■ Work to do ■
According to the audit finding below, why was the start of the Organization's audit delayed?

■ Passage provided ■
>> BEGIN
Finding 1175687 (2024-001)

Material Weakness Repeat Finding
Requirement
L
Questioned Costs
-
Year
2024
Accepted
2026-02-27

AI Summary

  • Core Issue: The audit for the year ended December 31, 2024 was not completed and submitted on time, violating federal requirements.
  • Impacted Requirements: Under Uniform Guidance 2 CFR Section 210.507(c), audits must be submitted within nine months after the audit period ends.
  • Recommended Follow-Up: Implement a process to ensure timely preparation of the SEFA to meet audit deadlines.

Finding Text

Internal Control Impact: Material Weakness Repeat Finding: No Questioned Costs: None Internal Control Impact: Significant deficiency Criteria: Under Uniform Guidance 2 CFR Section 210.507(c), the audit shall be completed and submitted within the earlier of 30 days after receipt of the auditors’ reports, or nine (9) months after the end of the audit period, whichever is earlier. Condition: The Organization’s audit for the year ended December 31, 2024 was not able to be completed and submitted within nine (9) months after the end of the audit period. Cause: The start of the Organization’s audit was delayed due to delays in closing the books. Effect: Failure to complete and submit the audit could result in a failure to meet the requirements imposed by Federal grantor agencies and by the Uniform Guidance. Recommendation: Marshall Jones recommends that the Organization establish a process to ensure that the SEFA is prepared timely to allow for audit completion prior to the deadline. Views of Responsible Officials: Management of the Organization concurs with the finding. Please refer to the Corrective Action Plan.
>> END
■ Data supplied ■
>> BEGIN
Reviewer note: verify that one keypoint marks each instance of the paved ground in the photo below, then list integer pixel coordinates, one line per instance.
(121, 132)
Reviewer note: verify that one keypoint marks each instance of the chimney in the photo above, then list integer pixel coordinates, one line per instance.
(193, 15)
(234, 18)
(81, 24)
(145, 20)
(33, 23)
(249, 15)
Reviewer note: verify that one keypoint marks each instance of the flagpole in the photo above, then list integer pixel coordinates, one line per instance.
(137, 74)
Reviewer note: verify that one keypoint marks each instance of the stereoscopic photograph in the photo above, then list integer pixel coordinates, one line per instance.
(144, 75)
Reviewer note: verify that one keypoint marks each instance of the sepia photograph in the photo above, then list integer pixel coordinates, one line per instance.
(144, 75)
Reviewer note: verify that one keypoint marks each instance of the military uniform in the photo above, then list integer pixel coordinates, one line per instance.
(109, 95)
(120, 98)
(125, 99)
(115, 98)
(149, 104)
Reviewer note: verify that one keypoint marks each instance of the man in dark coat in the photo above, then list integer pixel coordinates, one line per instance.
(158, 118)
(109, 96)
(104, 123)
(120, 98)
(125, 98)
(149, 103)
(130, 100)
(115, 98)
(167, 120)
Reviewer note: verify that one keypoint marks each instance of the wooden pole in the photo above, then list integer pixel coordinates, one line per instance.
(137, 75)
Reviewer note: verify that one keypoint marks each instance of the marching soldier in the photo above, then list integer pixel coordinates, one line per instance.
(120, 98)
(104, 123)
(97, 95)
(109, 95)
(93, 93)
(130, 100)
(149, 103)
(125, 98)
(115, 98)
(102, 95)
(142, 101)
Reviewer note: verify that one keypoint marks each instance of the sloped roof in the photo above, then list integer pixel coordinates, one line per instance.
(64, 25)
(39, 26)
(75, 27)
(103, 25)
>> END
■ Written solution ■
It was delayed because of delays in closing the books.